__Task goal__: Copy out the data below line for line, leaving out the picture.

__Records__:
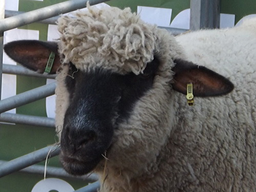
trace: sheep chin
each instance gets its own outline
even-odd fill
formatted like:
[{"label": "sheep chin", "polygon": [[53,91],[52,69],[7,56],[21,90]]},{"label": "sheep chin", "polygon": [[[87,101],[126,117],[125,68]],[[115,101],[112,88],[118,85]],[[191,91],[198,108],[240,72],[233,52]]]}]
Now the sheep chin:
[{"label": "sheep chin", "polygon": [[60,155],[60,163],[64,169],[69,174],[74,176],[81,176],[91,172],[102,158],[103,156],[100,155],[93,160],[86,161],[66,156],[63,153]]}]

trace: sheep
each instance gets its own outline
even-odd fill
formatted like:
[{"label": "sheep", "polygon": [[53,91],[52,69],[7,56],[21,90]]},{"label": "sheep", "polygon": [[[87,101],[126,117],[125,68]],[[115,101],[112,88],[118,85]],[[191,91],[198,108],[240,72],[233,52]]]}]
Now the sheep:
[{"label": "sheep", "polygon": [[5,50],[41,73],[56,54],[68,173],[97,173],[100,191],[256,191],[255,19],[174,37],[129,8],[89,7],[58,25],[57,42]]}]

__Solution below__:
trace: sheep chin
each instance gets its own outline
even-odd fill
formatted like:
[{"label": "sheep chin", "polygon": [[53,91],[52,69],[7,56],[21,90]]},{"label": "sheep chin", "polygon": [[[87,101],[126,117],[125,68]],[[115,101],[112,88],[118,85]],[[191,91],[198,108],[240,72],[233,52]]]}]
Now the sheep chin:
[{"label": "sheep chin", "polygon": [[60,155],[60,163],[64,169],[69,174],[74,176],[81,176],[91,172],[102,158],[103,156],[100,155],[93,160],[86,161],[66,156],[63,153]]}]

trace: sheep
each instance gets its own outline
even-odd fill
formatted like:
[{"label": "sheep", "polygon": [[53,91],[52,69],[7,56],[21,90]]},{"label": "sheep", "polygon": [[[87,101],[126,117],[125,68]],[[115,101],[112,88],[118,85]],[[191,91],[198,108],[240,72],[233,52]]]}]
Now the sheep:
[{"label": "sheep", "polygon": [[5,50],[41,73],[56,54],[68,173],[97,173],[100,191],[256,191],[255,19],[174,37],[129,8],[89,7],[58,25],[57,42]]}]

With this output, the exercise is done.